WHAT IS REQUIRED. Copy only those lines which run from the line containing "One point marks each instance of the reed." to the end of the entries below, both inclusive, exactly as written and with no pictures.

ENTRIES SHOWN.
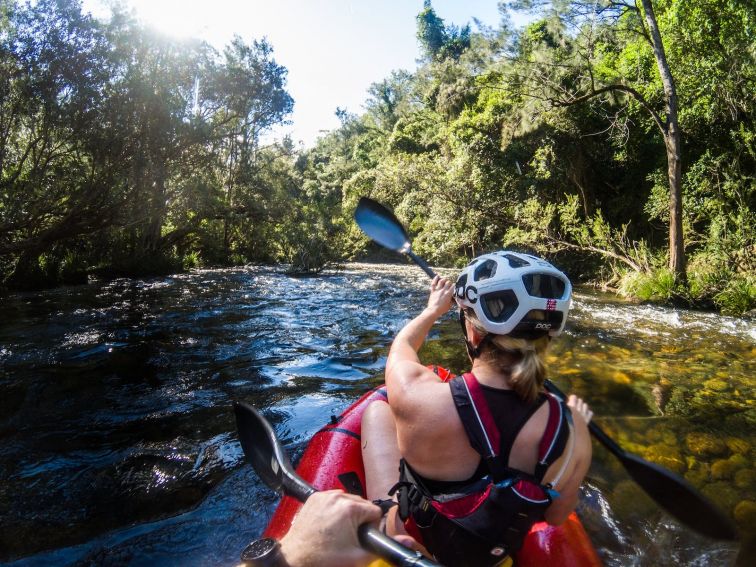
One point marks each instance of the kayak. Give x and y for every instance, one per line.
x=333, y=459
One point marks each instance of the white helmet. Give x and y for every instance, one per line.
x=515, y=294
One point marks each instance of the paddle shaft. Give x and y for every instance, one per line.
x=265, y=453
x=595, y=430
x=422, y=263
x=671, y=492
x=370, y=538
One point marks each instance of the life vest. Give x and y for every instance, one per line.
x=481, y=522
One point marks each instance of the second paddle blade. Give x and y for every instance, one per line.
x=679, y=498
x=381, y=225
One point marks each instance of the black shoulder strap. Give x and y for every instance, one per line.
x=466, y=410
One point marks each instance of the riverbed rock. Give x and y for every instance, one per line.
x=745, y=515
x=738, y=445
x=716, y=384
x=723, y=469
x=705, y=444
x=667, y=456
x=745, y=478
x=699, y=475
x=723, y=494
x=630, y=501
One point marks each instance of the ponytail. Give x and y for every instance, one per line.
x=527, y=374
x=522, y=359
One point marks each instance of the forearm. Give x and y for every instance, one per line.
x=409, y=340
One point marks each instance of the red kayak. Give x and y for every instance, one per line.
x=333, y=459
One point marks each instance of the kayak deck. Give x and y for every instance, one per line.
x=333, y=459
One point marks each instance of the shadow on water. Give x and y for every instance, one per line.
x=117, y=442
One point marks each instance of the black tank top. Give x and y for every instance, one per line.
x=510, y=413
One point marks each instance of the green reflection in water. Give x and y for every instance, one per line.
x=676, y=389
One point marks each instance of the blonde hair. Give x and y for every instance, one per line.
x=528, y=371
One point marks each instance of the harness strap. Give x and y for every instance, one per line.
x=424, y=515
x=558, y=419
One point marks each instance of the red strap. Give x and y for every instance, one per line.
x=552, y=428
x=483, y=413
x=444, y=374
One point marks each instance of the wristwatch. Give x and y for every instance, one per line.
x=265, y=552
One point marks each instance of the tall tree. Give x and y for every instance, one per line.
x=590, y=19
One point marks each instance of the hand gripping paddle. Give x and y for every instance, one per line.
x=673, y=493
x=269, y=459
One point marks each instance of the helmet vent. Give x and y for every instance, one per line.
x=543, y=285
x=516, y=262
x=485, y=271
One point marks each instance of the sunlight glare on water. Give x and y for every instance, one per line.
x=119, y=444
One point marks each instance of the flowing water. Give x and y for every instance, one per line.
x=118, y=444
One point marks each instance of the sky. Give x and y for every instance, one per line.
x=333, y=49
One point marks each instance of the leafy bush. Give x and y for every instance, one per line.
x=656, y=285
x=739, y=296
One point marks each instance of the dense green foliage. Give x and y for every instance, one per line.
x=131, y=153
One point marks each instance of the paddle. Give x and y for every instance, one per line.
x=267, y=456
x=670, y=491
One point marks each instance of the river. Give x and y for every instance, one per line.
x=118, y=443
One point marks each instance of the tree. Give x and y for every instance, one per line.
x=437, y=40
x=586, y=18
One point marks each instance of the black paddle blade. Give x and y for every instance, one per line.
x=679, y=498
x=381, y=225
x=266, y=455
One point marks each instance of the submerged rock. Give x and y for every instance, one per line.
x=745, y=478
x=745, y=515
x=705, y=445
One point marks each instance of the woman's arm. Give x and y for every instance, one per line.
x=411, y=337
x=404, y=372
x=569, y=486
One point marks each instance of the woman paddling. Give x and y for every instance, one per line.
x=486, y=455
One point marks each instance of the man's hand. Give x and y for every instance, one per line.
x=325, y=531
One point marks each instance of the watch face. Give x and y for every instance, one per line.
x=259, y=549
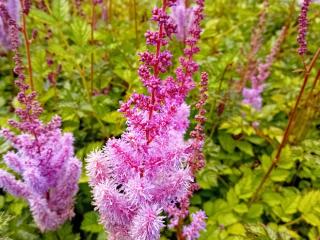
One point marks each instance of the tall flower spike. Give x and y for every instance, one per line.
x=303, y=27
x=13, y=8
x=138, y=178
x=183, y=17
x=44, y=156
x=250, y=68
x=252, y=96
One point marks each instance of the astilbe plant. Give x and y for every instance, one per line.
x=303, y=27
x=13, y=7
x=147, y=175
x=43, y=157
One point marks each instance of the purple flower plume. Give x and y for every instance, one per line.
x=43, y=155
x=147, y=174
x=13, y=8
x=183, y=16
x=303, y=27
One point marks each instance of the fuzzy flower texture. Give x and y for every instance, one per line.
x=147, y=175
x=303, y=27
x=43, y=156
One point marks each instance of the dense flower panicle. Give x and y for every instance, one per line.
x=147, y=223
x=9, y=8
x=198, y=224
x=252, y=96
x=149, y=170
x=44, y=156
x=303, y=27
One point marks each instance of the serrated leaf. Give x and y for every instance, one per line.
x=90, y=223
x=61, y=10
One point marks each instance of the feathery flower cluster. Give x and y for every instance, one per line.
x=148, y=172
x=252, y=95
x=44, y=156
x=303, y=27
x=13, y=8
x=255, y=45
x=183, y=17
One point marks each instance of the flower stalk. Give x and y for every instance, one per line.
x=287, y=132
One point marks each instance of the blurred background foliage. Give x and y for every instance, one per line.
x=241, y=142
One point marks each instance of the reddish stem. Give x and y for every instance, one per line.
x=288, y=129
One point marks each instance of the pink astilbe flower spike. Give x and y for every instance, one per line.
x=252, y=96
x=13, y=8
x=43, y=156
x=147, y=175
x=183, y=16
x=303, y=27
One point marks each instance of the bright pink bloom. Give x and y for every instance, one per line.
x=141, y=176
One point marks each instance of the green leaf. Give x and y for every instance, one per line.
x=61, y=10
x=227, y=142
x=245, y=147
x=90, y=223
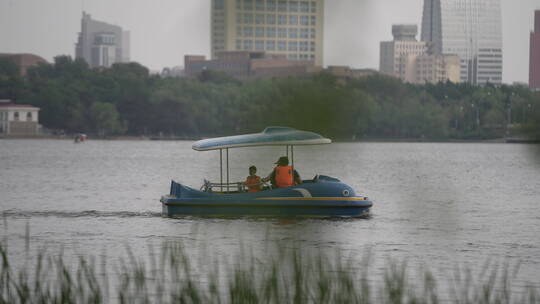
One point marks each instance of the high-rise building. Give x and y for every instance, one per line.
x=409, y=59
x=101, y=44
x=397, y=54
x=470, y=29
x=534, y=56
x=293, y=28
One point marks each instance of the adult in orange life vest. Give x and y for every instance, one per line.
x=283, y=175
x=253, y=182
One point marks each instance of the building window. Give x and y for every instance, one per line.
x=270, y=45
x=293, y=33
x=248, y=31
x=293, y=6
x=304, y=20
x=248, y=18
x=293, y=46
x=270, y=19
x=219, y=4
x=259, y=19
x=248, y=4
x=292, y=56
x=304, y=7
x=293, y=20
x=282, y=5
x=259, y=5
x=271, y=5
x=271, y=32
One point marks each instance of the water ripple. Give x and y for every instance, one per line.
x=76, y=214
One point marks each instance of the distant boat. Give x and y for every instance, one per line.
x=320, y=196
x=80, y=137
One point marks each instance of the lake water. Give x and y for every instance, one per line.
x=438, y=205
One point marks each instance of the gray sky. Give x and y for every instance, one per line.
x=163, y=31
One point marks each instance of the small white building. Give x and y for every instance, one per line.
x=18, y=119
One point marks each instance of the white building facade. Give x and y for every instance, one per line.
x=102, y=44
x=470, y=29
x=18, y=119
x=293, y=28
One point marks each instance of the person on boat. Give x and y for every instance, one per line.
x=283, y=175
x=253, y=182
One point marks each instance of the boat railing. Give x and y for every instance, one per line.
x=223, y=187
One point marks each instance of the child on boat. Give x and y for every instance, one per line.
x=253, y=182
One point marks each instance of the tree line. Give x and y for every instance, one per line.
x=127, y=100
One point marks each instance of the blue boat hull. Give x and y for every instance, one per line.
x=327, y=197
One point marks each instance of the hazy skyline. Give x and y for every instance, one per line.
x=161, y=34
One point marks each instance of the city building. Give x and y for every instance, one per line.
x=412, y=61
x=434, y=69
x=293, y=28
x=470, y=29
x=18, y=119
x=397, y=56
x=101, y=44
x=246, y=65
x=344, y=73
x=24, y=61
x=534, y=57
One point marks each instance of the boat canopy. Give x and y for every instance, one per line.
x=271, y=136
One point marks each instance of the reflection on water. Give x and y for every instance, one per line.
x=434, y=204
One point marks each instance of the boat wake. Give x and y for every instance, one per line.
x=13, y=213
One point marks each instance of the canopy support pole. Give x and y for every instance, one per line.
x=227, y=169
x=292, y=156
x=221, y=168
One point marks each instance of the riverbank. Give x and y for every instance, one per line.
x=168, y=275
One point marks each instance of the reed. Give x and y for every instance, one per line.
x=168, y=275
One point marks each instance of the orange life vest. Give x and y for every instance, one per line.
x=253, y=183
x=284, y=176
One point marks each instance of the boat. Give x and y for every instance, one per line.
x=320, y=196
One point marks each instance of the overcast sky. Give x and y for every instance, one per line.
x=163, y=31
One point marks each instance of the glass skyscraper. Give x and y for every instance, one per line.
x=470, y=29
x=293, y=28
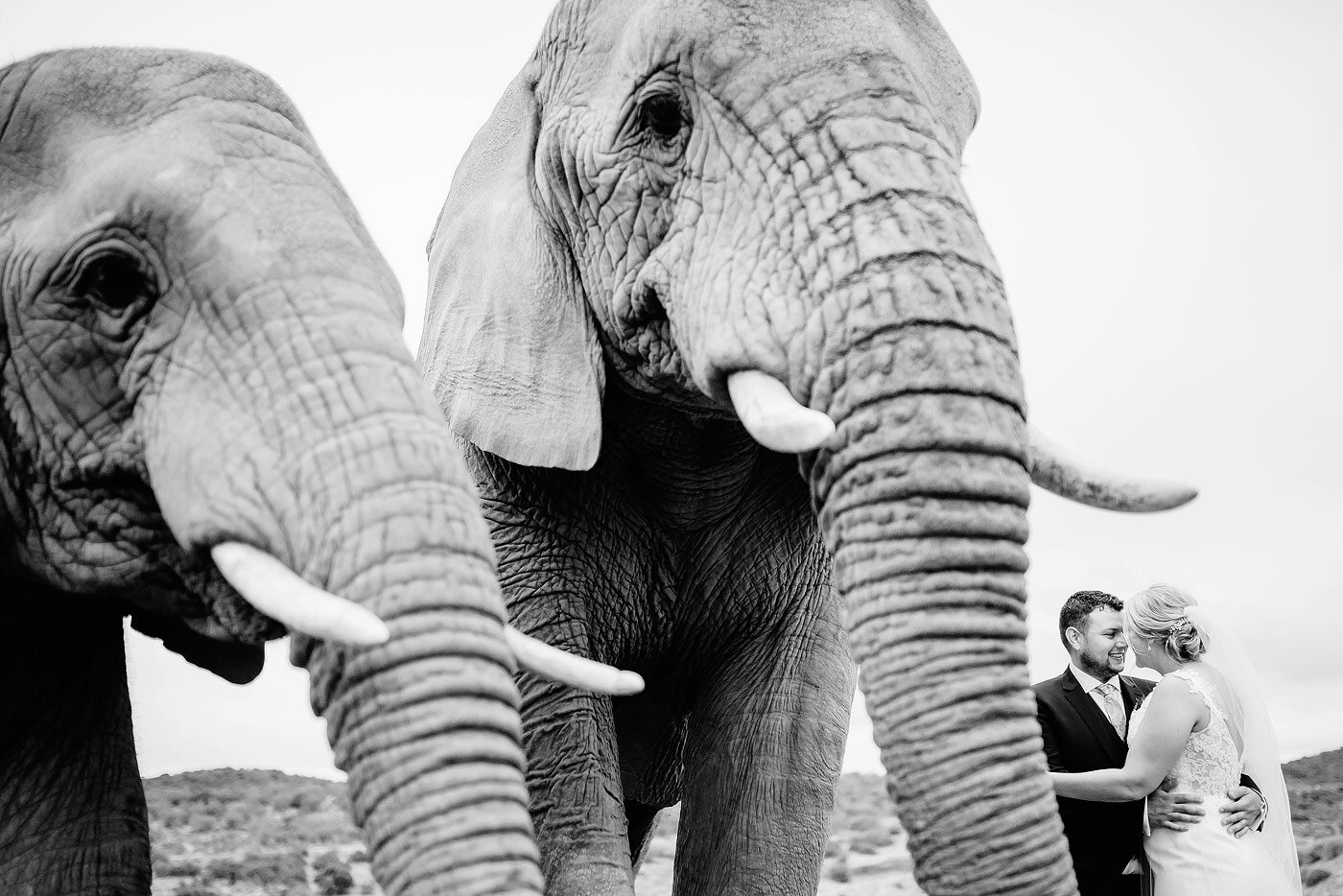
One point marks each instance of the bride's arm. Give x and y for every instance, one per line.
x=1172, y=712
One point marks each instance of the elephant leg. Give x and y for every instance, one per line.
x=574, y=784
x=71, y=805
x=651, y=739
x=762, y=764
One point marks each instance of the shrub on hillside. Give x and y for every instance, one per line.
x=272, y=868
x=177, y=868
x=1315, y=875
x=195, y=889
x=225, y=871
x=1322, y=851
x=870, y=841
x=332, y=876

RESULT OF THE EXERCISE.
One point marks each instance of the reed. Give x and y for every instance, one per line.
x=168, y=275
One point marks each instance of the orange life vest. Give x and y for every instance, one per line.
x=253, y=183
x=284, y=176
One point marks each instance of the boat. Give x and y for every instance, one per line.
x=320, y=196
One point marks each instance of the overcast sky. Give x and y for every instance, one per line.
x=163, y=31
One point marks each instance of the glass skyscraper. Give x and y for every instance, one per line.
x=470, y=29
x=293, y=28
One point marks each instance of the bride's arm. Give x and y for every instance, one per line.
x=1172, y=712
One point marks each instance of the elephant leg. Give x and y for every instance, one per line.
x=574, y=784
x=71, y=805
x=651, y=739
x=762, y=764
One point marks each instance of the shrub on hillside. Give x and y for every instance, one per line.
x=272, y=868
x=177, y=868
x=1315, y=875
x=195, y=889
x=225, y=871
x=1322, y=851
x=870, y=841
x=332, y=876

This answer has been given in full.